┌─ Texto para leitura

3 A OBSOLESCÊNCIA PROGRAMADA
Como já dito anteriormente, a obsolescência programada é um fenômeno mercadológico de diminuição da vida útil de alguns produtos. Esta medida foi tomada para promover a movimentação da economia mundial durante a década de 1930, que saía da crise dos anos 1920. Em um ato desesperado dos fabricantes da época, principalmente os do ramo de automóveis e eletroeletrônicos, decidiram, estrategicamente, diminuir o ciclo de vida útil dos produtos, de modo a garantir um consumo contínuo através da insatisfação dos consumidores.

└─

Instruções:
[1] Copie de novo o trecho do texto sobre a obsolescência programada que vai de "3 A OBSOLESCÊNCIA" até "insatisfação dos consumidores.", incluindo esse final, e troque "fabricantes" por "produtores".
[2] De acordo com o texto sobre a obsolescência programada, em que década foi tomada a medida para movimentar a economia mundial?

┌─ Linhas mostradas

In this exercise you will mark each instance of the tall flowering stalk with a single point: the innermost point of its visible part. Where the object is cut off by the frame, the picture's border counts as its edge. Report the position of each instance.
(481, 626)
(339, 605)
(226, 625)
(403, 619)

└─

Respostas:
[1]
3 A OBSOLESCÊNCIA PROGRAMADA
Como já dito anteriormente, a obsolescência programada é um fenômeno mercadológico de diminuição da vida útil de alguns produtos. Esta medida foi tomada para promover a movimentação da economia mundial durante a década de 1930, que saía da crise dos anos 1920. Em um ato desesperado dos produtores da época, principalmente os do ramo de automóveis e eletroeletrônicos, decidiram, estrategicamente, diminuir o ciclo de vida útil dos produtos, de modo a garantir um consumo contínuo através da insatisfação dos consumidores.

[2] Na década de 1930.